> **WHAT IS ASKED**
Rescale the lines from the very first one through the line containing "left=63, top=134, right=69, bottom=148", both ends included. Write them all out again, requests too, with each coordinate in the answers multiplied by 0.2 and rounded to a whole number, halves rounding up.

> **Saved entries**
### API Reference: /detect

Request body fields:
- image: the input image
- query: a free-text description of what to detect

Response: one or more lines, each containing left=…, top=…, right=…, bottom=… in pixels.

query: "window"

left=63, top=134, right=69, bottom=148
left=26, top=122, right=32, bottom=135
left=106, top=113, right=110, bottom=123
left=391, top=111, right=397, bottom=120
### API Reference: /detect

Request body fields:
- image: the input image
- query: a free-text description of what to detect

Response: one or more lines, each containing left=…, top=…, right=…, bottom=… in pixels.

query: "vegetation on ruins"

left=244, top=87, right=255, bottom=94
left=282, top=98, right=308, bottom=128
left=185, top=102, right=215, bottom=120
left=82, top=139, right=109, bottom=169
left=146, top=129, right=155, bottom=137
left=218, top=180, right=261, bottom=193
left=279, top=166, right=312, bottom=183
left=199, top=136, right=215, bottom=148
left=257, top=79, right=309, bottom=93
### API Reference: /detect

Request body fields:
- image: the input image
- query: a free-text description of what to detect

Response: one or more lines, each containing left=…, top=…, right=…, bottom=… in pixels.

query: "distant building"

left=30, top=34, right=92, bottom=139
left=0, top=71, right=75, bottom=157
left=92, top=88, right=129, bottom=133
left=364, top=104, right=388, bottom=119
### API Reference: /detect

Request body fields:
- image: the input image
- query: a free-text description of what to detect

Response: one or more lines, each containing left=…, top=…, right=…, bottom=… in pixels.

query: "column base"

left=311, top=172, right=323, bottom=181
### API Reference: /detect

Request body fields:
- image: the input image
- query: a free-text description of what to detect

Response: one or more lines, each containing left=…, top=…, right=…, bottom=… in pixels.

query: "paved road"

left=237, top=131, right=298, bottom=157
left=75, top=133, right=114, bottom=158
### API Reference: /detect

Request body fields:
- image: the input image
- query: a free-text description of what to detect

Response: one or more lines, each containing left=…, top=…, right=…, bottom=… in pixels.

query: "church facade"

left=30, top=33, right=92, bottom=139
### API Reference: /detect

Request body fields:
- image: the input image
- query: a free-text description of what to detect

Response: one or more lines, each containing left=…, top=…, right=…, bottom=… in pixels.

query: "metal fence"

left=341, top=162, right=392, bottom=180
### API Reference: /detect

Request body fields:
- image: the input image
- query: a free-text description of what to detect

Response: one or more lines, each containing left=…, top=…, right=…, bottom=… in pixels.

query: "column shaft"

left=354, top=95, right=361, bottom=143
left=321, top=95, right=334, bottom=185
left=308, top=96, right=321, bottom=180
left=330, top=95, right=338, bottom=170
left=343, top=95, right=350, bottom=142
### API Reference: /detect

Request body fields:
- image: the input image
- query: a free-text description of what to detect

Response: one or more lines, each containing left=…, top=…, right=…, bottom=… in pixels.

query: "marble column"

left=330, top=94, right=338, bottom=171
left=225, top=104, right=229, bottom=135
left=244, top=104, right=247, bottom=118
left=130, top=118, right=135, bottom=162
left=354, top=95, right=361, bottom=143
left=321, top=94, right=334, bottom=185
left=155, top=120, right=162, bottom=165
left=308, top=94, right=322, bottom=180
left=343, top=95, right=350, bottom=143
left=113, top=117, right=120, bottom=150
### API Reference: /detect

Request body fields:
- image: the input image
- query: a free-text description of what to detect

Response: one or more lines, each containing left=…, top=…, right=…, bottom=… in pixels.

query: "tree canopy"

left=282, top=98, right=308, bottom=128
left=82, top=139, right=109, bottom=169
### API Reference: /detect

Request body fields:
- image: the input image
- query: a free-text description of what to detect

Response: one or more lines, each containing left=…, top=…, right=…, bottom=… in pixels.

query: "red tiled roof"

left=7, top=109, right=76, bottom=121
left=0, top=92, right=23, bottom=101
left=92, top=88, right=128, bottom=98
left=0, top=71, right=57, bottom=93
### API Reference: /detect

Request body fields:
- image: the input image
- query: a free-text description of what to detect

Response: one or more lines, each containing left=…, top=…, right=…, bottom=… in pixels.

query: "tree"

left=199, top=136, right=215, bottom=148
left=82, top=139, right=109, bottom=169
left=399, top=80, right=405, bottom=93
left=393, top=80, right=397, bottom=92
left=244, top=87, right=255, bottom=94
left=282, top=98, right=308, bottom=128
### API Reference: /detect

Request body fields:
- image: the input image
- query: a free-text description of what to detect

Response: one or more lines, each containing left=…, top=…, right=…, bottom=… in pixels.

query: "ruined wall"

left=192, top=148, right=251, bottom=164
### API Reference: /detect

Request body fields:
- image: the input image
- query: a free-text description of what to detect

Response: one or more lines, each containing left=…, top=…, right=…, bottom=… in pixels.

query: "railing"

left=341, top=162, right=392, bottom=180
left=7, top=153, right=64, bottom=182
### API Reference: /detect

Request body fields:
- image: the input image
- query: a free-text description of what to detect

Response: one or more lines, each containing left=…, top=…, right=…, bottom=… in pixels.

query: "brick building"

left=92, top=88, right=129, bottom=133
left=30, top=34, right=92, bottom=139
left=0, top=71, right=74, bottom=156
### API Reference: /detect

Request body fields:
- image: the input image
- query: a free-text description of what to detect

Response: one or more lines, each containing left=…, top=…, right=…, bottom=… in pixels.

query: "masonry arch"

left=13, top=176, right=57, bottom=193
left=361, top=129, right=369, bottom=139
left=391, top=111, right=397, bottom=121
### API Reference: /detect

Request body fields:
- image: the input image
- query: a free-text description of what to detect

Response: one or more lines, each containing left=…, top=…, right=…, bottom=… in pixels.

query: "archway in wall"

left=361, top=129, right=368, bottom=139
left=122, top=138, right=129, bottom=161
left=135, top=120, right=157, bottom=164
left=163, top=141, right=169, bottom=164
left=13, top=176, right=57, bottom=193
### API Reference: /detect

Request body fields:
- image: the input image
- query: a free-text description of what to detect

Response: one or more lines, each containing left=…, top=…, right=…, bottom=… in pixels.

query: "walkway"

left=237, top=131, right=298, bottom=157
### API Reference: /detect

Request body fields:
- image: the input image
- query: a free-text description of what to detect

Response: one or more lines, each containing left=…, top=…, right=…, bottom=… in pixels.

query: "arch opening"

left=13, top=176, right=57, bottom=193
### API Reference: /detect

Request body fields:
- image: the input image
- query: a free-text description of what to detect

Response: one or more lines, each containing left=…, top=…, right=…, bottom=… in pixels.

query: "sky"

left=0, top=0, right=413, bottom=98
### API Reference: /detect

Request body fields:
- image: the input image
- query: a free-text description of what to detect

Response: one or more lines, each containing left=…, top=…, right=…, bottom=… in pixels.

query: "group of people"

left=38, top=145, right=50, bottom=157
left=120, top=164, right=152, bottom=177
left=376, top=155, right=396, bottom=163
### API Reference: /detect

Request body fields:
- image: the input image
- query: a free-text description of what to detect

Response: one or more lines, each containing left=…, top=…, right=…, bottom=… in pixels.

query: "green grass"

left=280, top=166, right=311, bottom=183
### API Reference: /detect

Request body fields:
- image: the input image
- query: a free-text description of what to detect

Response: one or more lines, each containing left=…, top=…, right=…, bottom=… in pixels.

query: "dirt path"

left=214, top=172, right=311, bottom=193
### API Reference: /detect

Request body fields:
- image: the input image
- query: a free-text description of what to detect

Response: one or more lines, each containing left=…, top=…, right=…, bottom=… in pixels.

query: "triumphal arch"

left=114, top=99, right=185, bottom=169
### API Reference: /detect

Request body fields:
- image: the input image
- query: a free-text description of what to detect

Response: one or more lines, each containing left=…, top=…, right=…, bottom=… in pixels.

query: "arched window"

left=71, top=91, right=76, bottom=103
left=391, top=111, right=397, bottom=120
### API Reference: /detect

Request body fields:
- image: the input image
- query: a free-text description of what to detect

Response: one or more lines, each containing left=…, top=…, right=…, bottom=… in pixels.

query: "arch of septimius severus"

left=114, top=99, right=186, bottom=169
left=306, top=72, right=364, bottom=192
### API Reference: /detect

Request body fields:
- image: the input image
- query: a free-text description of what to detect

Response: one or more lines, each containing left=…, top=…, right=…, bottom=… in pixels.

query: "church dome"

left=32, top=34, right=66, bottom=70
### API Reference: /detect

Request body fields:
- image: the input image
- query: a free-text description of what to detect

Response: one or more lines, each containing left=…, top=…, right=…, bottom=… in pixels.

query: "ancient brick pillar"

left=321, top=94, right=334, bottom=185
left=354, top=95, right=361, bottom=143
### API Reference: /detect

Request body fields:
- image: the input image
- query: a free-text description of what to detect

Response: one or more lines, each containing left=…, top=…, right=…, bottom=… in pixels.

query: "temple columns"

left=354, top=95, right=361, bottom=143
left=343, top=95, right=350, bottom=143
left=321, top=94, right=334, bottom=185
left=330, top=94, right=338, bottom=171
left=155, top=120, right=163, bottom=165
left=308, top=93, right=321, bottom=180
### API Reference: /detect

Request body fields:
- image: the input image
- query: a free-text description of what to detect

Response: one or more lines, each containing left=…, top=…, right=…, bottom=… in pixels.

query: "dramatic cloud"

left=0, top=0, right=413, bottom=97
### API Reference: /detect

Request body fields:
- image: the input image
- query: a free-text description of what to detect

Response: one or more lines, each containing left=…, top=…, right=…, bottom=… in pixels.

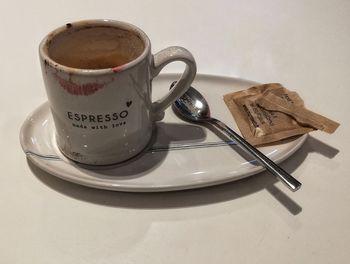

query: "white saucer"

left=20, top=74, right=307, bottom=192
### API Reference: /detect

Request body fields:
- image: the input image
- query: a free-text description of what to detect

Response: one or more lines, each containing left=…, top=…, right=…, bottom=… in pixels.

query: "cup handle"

left=151, top=46, right=197, bottom=121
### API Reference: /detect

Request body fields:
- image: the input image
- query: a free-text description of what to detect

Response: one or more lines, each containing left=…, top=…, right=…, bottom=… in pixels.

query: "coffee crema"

left=47, top=26, right=145, bottom=69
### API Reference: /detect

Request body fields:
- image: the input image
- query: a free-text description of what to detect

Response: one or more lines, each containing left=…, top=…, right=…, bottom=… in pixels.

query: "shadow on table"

left=28, top=136, right=339, bottom=215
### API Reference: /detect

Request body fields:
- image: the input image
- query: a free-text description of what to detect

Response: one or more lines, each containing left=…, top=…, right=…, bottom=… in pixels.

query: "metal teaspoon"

left=171, top=82, right=301, bottom=192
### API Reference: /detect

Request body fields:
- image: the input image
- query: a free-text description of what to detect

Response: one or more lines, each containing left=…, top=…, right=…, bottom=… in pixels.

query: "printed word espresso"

left=67, top=110, right=129, bottom=123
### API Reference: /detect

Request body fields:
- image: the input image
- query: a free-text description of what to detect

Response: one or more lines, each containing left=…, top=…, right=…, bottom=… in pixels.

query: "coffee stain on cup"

left=54, top=73, right=113, bottom=96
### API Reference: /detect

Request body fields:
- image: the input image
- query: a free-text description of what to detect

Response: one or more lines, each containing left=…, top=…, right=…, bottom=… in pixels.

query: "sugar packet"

left=224, top=83, right=339, bottom=145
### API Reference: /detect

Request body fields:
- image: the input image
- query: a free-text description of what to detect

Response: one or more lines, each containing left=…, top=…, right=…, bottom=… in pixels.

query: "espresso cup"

left=39, top=20, right=196, bottom=165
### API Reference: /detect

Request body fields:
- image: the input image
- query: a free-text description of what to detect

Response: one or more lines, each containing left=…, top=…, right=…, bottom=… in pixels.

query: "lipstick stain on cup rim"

left=54, top=73, right=113, bottom=96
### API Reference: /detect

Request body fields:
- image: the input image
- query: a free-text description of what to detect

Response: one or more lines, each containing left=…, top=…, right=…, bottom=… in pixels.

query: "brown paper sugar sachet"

left=224, top=83, right=339, bottom=145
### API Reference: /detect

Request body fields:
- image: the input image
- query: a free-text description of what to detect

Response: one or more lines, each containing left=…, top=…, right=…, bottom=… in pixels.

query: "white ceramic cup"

left=39, top=20, right=196, bottom=165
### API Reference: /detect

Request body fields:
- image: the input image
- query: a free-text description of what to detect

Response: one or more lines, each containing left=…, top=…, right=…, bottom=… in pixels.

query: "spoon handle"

left=207, top=118, right=301, bottom=192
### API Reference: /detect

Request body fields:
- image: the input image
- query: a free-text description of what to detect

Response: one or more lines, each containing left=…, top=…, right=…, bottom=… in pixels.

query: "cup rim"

left=39, top=19, right=151, bottom=75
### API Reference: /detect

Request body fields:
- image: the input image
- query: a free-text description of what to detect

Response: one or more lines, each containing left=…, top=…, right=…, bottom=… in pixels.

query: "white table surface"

left=0, top=0, right=350, bottom=264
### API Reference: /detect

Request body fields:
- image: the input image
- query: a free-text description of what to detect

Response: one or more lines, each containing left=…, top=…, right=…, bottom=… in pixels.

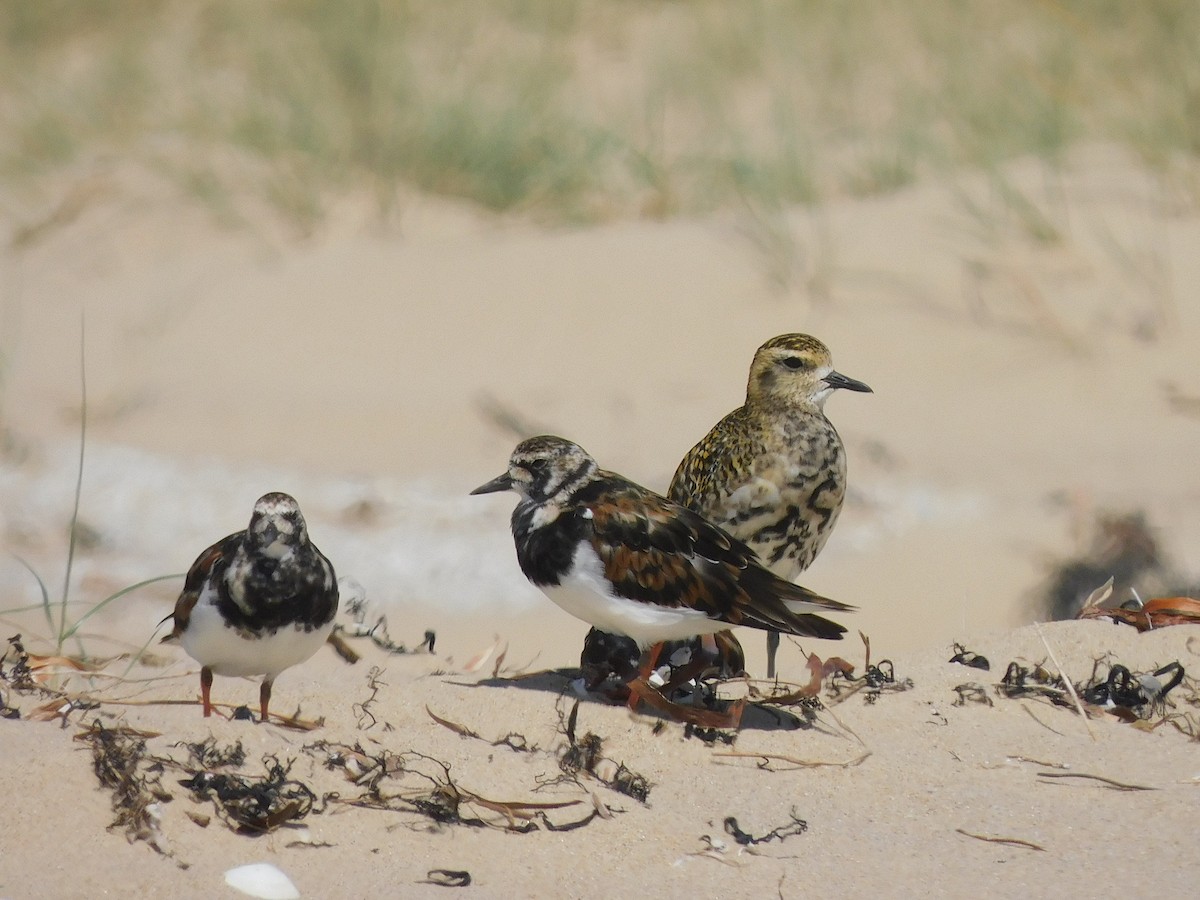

> **REPLY**
### API Reference: /detect

Request body fields:
- image: the input image
- query: a free-text description of what to detect

Response: one or more lines, each containing left=…, top=…, right=…, bottom=… in pixels.

query: "window"

left=13, top=27, right=14, bottom=30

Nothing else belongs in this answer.